#### Data drawn from a collection
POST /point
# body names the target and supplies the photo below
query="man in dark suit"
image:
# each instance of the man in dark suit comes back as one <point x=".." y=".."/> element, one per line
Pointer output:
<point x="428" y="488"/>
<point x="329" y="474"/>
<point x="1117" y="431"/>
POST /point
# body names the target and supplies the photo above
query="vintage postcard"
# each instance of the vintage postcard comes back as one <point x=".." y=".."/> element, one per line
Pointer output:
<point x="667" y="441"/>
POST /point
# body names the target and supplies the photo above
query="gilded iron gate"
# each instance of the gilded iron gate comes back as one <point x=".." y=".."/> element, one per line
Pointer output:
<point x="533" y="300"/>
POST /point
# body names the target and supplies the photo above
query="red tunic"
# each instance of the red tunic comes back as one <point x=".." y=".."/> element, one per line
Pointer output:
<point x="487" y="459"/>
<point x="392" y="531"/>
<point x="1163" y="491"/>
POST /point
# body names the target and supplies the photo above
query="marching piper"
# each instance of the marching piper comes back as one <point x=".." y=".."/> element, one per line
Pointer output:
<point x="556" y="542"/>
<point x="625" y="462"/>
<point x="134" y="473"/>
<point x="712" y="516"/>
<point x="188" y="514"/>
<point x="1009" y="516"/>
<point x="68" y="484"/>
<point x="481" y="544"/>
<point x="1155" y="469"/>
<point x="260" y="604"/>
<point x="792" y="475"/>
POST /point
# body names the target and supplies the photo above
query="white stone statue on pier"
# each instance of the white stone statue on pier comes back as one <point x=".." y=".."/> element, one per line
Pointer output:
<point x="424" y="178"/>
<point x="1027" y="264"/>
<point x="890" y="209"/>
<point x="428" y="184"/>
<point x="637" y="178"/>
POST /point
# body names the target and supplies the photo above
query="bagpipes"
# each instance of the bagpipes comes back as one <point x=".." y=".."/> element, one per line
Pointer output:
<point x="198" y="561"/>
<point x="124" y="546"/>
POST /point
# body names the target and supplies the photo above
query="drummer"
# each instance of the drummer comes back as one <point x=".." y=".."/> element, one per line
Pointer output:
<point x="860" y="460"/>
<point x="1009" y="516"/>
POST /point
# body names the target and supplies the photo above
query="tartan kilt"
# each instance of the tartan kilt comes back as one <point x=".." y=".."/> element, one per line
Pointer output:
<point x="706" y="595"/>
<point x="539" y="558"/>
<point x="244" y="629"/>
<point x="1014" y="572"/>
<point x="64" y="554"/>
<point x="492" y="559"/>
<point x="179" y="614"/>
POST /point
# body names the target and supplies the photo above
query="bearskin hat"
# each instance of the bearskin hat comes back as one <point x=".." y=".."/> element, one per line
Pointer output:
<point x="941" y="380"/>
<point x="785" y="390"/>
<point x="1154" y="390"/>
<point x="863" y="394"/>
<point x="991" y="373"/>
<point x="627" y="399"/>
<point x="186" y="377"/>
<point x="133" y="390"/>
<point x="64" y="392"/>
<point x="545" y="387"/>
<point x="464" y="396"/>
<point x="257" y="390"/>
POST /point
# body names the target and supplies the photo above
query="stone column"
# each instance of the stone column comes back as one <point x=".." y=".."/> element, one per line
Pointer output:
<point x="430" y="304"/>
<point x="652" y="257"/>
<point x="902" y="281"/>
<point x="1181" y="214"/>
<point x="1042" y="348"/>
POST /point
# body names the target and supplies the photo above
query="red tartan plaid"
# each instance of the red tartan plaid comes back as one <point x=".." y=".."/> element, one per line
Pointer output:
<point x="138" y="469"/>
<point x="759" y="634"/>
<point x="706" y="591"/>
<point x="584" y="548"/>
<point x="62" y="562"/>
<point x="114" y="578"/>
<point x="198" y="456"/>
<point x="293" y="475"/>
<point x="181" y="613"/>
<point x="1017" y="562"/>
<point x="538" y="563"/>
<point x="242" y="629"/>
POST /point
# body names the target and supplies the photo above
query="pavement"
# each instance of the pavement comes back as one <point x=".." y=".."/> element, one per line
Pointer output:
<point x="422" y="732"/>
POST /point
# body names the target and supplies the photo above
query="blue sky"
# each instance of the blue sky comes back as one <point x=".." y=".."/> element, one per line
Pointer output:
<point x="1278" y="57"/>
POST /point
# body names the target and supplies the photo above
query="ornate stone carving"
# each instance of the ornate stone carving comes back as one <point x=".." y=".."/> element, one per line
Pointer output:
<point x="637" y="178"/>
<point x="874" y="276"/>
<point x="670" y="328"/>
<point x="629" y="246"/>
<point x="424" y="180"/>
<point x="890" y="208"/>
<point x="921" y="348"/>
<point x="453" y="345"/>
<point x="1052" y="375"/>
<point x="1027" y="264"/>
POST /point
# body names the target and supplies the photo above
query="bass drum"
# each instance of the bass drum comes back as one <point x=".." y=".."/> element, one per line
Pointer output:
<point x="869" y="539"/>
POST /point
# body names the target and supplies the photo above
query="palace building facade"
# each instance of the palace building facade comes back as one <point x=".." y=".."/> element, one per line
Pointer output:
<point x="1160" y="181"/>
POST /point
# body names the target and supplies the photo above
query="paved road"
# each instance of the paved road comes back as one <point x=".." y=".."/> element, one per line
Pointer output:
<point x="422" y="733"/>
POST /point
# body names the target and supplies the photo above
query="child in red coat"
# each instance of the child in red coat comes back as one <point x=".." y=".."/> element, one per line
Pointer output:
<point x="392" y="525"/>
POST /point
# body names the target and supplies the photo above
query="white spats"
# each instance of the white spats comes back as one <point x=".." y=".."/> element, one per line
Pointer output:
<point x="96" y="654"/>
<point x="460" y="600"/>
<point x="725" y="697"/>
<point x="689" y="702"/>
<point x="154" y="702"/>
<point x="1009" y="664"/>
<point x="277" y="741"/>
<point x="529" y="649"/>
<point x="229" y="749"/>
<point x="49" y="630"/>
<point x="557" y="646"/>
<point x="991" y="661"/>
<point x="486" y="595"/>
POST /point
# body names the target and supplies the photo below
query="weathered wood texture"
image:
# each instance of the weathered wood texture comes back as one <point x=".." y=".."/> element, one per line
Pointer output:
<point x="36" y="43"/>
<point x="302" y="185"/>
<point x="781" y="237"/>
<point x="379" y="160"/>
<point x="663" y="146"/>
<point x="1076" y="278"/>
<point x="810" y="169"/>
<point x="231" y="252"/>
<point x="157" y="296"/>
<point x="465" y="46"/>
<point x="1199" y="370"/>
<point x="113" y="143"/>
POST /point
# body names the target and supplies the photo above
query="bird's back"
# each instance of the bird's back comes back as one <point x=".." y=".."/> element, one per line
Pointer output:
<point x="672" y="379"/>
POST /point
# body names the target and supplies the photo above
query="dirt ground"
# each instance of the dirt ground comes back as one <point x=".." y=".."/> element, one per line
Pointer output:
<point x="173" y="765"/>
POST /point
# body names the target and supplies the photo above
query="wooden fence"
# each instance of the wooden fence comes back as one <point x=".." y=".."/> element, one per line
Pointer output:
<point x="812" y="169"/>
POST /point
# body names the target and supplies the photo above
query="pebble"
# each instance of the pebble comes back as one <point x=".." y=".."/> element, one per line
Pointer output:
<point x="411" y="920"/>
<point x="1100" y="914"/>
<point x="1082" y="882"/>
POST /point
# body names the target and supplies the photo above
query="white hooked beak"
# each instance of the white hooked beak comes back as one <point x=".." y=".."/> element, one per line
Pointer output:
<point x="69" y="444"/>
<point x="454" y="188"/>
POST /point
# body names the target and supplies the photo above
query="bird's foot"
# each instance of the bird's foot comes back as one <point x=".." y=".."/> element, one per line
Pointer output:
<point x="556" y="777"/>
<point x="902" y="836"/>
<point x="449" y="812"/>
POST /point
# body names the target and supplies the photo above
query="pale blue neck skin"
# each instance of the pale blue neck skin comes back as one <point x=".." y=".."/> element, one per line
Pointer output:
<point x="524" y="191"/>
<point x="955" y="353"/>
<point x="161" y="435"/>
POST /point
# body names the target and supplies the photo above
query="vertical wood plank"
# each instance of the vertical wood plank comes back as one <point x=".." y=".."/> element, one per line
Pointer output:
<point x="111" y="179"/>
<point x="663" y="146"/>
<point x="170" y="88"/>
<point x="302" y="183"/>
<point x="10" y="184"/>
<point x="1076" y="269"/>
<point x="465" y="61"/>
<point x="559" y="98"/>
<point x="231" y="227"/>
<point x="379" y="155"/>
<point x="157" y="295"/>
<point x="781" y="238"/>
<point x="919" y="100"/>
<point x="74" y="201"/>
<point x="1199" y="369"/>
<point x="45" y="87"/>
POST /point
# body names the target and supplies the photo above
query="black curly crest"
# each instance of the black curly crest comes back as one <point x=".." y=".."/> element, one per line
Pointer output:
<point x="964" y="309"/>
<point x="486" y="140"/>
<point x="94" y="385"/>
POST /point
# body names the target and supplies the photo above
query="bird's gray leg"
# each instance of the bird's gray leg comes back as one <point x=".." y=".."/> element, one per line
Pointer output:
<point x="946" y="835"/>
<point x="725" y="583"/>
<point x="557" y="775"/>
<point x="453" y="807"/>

#### TASK STATEMENT
Copy out every line above that contains the word "bagpipes".

#### EXERCISE RESULT
query="bagpipes"
# each instance of the bagpipes comes back as one <point x=".." y=".."/> element, one per line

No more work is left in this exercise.